* Vorliegender Textauszug:
***

Gleich gegenüber der Oper Frankfurt lacht der Euro als Monumentalplastik dem Steuerzahler frech ins Gesicht, während sich drinnen der Vorhang hebt zum ersten Abend der Tetralogie von Richard Wagners Ring des Nibelungen. Im »Rheingold« wird erzählt, wie die Gier nach Geld und Gold aus dem Urschleim der Geschichte gewoben wird und unaufhaltsam die Welt vergiftet.
Regisseurin Vera Nemirova inszeniert die Parabel um Liebe und Gold indes als sphärisches Märchen aus einer anderen Galaxie. Sie vermeidet jeden Bezug zu den geldgeilen Kraken von Krankfurt, die in den umliegenden Glitzertürmen die Welt ins Wanken bringen. Ihre Rheintöchter, Zwerge und Götter spielen auf fünf kreisenden Saturnringen (Bühnenbild: Jens Kilian). Werktreu erzählt sie die Geschichte von den Rheintöchtern Woglinde, Wellgunde und Floßhilde, die den um ihre Zuneigung werbenden Zwerg Alberich verspotten und ihn schließlich auf die Idee bringen, die Liebe zu verfluchen, das Rheingold zu stehlen und daraus den Ring der Macht zu schmieden.
Göttervater Wotan nimmt derweil den Bau seiner Götterburg Walhall ab, die ihm die Riesen Fasolt und Fafner auftragsgemäß errichtet haben. Als Lohn versprach er den Bauleuten Freia, die Göttin der Liebe, die in ihrem Garten die Äpfel der ewigen Jugend züchtet. Als er jedoch zahlen soll, widersetzt sich Wotan, es kommt zu heftigem Streit mit seinen Lieferanten, den auch die zur Hilfe eilenden Götter Donner und Froh sowie Halbgott Loge nicht schlichten können. Als Loge jedoch vom Rheingold berichtet, um dessen Rückgabe die Rheintöchter Wotan bitten, wird ihre Gier geweckt und sie willigen ein, Freia (und damit die Liebe) gegen den Schatz zu tauschen.
Wotan steigt darauf mit Loge in die Unterwelt, in der Alberich die Nibelungen mittels des mächtigen Ringes zwingt, seinen Reichtum zu mehren. Er unterwirft den Dieb und raubt den Hort. Urmutter Erda, mit der Frauenheld Wotan die Walküren zeugte, taucht aus dem Erdinneren auf und prophezeit das Ende der Götter: die Götterdämmerung.

***

* Bereitgestellte Daten:
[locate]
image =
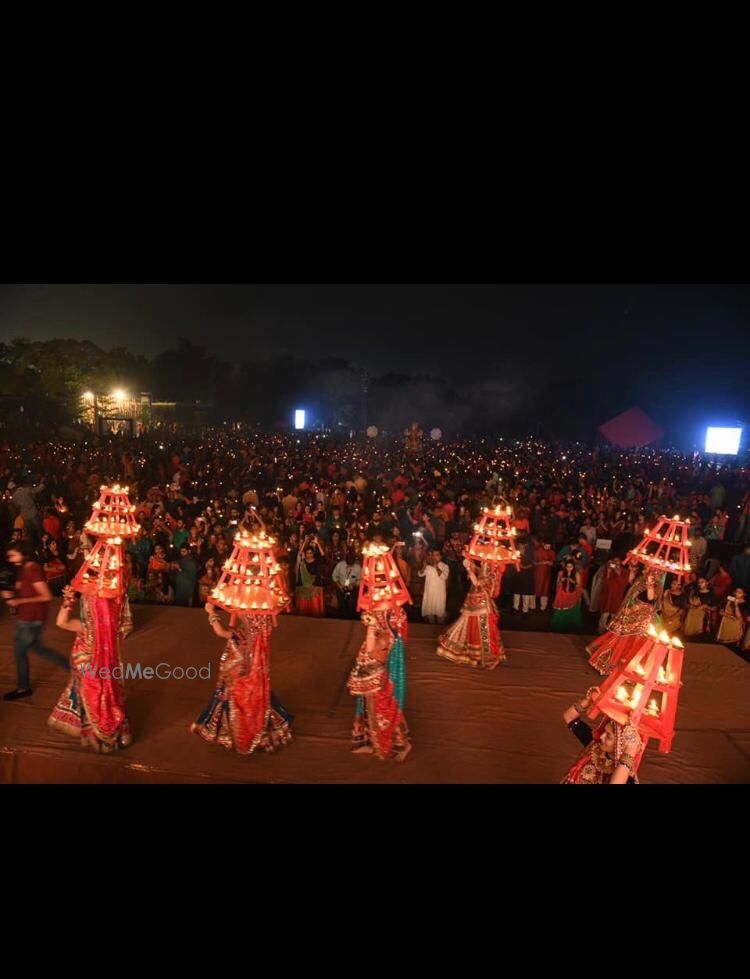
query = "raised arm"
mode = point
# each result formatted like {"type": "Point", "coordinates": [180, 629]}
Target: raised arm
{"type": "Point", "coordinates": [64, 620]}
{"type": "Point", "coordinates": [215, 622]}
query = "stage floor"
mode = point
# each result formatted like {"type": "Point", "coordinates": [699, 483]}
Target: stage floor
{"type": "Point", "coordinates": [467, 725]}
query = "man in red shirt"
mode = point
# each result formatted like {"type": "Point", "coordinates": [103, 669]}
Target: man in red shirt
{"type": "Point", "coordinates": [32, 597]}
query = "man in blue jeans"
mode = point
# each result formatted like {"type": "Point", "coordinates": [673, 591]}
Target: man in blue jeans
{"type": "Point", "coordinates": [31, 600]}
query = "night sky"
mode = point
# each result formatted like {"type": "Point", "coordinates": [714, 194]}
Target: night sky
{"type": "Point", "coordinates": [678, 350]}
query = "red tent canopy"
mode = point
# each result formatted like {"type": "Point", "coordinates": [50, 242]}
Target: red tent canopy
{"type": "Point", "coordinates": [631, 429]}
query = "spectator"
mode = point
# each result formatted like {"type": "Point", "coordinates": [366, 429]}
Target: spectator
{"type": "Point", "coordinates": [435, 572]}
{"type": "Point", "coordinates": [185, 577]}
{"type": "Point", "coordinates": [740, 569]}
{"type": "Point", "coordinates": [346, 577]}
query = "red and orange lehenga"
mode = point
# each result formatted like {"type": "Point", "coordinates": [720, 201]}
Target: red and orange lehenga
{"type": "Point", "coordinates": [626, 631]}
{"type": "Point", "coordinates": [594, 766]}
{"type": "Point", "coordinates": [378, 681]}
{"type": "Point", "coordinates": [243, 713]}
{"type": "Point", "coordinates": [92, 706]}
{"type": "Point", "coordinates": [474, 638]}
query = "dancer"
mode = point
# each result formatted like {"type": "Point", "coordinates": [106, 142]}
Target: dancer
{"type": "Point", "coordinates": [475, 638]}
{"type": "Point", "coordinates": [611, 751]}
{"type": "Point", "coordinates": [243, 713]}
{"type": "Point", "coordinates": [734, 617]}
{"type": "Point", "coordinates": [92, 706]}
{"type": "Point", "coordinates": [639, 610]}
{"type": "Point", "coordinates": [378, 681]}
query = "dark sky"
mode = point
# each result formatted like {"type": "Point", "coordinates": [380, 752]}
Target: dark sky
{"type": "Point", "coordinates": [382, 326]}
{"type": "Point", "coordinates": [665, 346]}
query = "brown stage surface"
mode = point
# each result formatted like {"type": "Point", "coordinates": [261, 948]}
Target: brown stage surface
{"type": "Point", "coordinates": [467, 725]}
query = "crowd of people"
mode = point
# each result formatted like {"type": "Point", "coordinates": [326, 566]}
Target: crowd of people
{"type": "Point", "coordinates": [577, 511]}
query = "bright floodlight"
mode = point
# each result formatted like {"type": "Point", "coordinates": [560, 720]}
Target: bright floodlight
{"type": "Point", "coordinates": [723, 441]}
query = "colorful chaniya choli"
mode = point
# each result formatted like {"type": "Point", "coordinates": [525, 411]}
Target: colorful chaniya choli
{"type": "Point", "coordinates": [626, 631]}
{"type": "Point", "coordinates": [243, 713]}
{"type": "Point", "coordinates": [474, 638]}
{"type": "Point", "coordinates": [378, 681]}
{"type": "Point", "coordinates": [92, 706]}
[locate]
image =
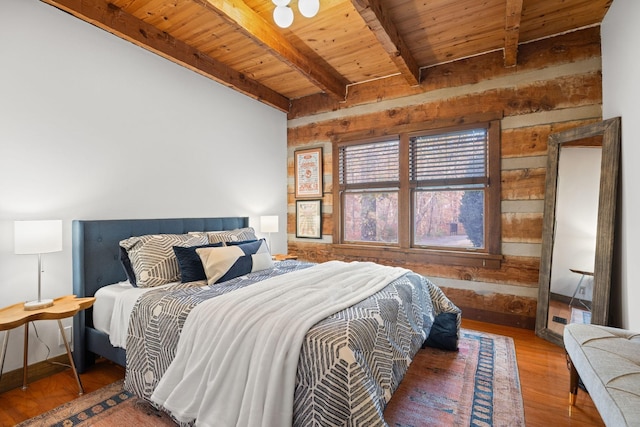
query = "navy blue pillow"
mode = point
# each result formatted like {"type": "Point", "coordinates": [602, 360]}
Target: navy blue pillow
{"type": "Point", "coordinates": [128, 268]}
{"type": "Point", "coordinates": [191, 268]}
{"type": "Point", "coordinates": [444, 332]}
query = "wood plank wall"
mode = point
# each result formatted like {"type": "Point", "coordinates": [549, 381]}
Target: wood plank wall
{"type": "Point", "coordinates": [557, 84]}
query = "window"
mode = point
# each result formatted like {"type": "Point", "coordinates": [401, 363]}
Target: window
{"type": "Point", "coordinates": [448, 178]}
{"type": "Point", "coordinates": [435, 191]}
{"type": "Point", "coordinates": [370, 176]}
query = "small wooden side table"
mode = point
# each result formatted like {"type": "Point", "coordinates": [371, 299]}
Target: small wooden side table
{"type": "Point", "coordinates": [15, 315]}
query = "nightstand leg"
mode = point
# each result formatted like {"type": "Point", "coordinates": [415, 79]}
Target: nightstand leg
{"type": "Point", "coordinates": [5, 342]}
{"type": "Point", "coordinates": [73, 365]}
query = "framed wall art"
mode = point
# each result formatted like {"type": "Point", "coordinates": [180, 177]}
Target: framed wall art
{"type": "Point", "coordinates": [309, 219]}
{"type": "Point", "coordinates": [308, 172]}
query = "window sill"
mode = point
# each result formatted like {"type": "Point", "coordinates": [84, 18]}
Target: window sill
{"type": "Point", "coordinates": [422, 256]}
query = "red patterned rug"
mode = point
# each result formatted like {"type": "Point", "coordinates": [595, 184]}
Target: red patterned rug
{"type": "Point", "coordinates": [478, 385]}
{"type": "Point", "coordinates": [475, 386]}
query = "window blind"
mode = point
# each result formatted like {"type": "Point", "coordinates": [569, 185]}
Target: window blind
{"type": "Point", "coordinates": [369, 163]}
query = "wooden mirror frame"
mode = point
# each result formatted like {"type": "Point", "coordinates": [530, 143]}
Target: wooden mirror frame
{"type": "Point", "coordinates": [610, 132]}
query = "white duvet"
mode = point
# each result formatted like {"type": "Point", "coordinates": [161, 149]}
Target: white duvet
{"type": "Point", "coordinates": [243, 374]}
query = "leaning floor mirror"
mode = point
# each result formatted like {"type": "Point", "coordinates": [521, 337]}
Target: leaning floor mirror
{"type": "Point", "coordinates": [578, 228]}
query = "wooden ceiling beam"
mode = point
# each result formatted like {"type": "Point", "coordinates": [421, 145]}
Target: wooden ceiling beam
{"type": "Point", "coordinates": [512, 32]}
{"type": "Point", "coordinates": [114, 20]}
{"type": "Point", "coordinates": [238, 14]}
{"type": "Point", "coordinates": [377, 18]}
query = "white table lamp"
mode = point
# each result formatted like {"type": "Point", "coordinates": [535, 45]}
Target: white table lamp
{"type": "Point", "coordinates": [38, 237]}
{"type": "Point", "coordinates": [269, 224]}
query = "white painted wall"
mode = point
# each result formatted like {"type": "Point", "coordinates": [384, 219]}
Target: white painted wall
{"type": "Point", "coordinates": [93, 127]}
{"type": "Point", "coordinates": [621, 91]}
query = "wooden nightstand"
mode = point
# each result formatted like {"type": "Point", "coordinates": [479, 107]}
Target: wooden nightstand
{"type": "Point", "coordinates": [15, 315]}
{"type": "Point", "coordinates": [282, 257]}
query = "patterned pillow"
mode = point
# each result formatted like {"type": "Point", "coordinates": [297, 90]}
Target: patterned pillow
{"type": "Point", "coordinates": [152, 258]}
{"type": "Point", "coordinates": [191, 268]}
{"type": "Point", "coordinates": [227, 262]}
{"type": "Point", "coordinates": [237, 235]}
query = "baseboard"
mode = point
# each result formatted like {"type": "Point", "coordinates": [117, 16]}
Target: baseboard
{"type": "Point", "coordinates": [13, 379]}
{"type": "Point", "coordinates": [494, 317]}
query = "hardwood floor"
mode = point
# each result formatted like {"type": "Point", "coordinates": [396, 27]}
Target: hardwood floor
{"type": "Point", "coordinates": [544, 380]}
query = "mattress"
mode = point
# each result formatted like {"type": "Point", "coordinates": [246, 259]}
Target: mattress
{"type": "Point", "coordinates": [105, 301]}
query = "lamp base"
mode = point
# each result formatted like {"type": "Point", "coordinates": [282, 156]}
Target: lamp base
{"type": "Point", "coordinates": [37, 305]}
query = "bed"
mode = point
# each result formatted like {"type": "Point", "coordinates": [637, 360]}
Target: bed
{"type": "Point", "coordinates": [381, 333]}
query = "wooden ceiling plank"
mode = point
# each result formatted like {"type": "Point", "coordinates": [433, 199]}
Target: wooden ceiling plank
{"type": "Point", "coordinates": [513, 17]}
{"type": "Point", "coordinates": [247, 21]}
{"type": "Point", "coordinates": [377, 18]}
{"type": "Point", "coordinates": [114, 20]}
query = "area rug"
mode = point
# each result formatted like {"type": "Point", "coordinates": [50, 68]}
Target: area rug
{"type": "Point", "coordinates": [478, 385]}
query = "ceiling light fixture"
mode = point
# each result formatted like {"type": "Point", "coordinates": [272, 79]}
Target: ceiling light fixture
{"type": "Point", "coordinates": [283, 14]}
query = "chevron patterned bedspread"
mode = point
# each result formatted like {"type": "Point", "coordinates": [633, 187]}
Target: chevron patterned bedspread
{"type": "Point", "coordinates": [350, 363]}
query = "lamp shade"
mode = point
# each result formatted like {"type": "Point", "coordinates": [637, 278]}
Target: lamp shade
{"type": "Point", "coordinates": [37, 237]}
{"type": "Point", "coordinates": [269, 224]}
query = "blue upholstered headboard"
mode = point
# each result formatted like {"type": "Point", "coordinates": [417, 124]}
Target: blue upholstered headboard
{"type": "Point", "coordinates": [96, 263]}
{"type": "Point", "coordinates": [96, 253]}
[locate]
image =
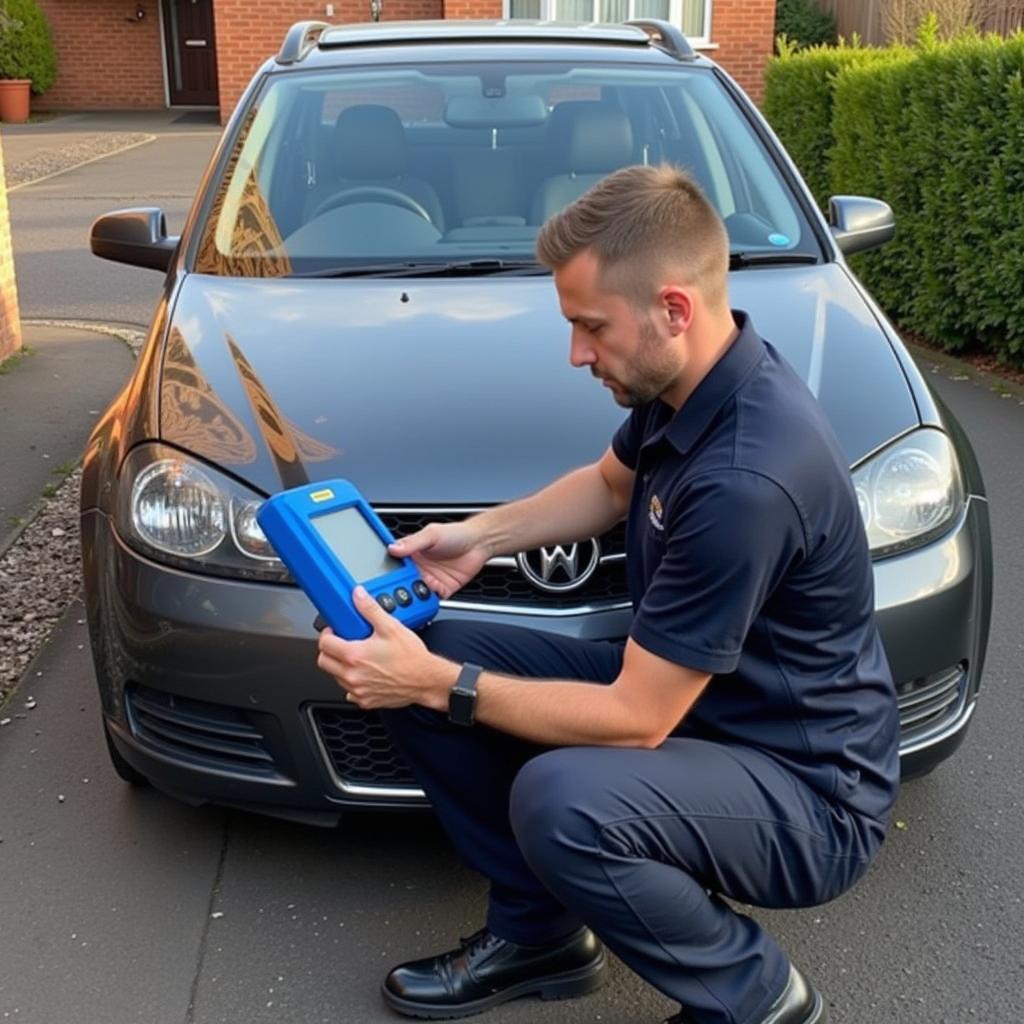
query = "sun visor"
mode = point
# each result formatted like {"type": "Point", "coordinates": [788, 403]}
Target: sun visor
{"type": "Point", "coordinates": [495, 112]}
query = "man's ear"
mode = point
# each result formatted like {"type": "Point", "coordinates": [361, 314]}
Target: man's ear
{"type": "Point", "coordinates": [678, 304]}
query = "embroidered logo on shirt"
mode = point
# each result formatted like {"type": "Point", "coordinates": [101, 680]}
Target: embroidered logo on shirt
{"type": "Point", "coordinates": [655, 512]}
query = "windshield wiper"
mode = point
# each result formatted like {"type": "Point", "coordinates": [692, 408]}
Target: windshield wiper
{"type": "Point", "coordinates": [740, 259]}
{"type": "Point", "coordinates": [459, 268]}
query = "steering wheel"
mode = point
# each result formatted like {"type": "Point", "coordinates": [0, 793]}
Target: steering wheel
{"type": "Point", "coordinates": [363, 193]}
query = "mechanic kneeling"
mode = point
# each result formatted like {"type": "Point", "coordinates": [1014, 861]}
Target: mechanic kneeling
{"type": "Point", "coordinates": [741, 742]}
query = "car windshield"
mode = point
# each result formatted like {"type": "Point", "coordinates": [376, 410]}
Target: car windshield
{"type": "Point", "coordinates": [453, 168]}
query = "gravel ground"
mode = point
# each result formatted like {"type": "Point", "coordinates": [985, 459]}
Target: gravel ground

***

* Aufgabenstellung:
a - Nennen Sie alle Rheintöchter, die der Text über die Frankfurter »Rheingold«-Inszenierung namentlich aufführt.
b - Schreiben Sie aus dem Text über die Frankfurter »Rheingold«-Inszenierung die Passage zwischen „Wotan steigt darauf“ und „Götter: die Götterdämmerung.“ einschließlich dieser beiden Stellen wortgetreu ab.

* Musterlösungen:
a - Woglinde, Wellgunde und Floßhilde.

b -
Wotan steigt darauf mit Loge in die Unterwelt, in der Alberich die Nibelungen mittels des mächtigen Ringes zwingt, seinen Reichtum zu mehren. Er unterwirft den Dieb und raubt den Hort. Urmutter Erda, mit der Frauenheld Wotan die Walküren zeugte, taucht aus dem Erdinneren auf und prophezeit das Ende der Götter: die Götterdämmerung.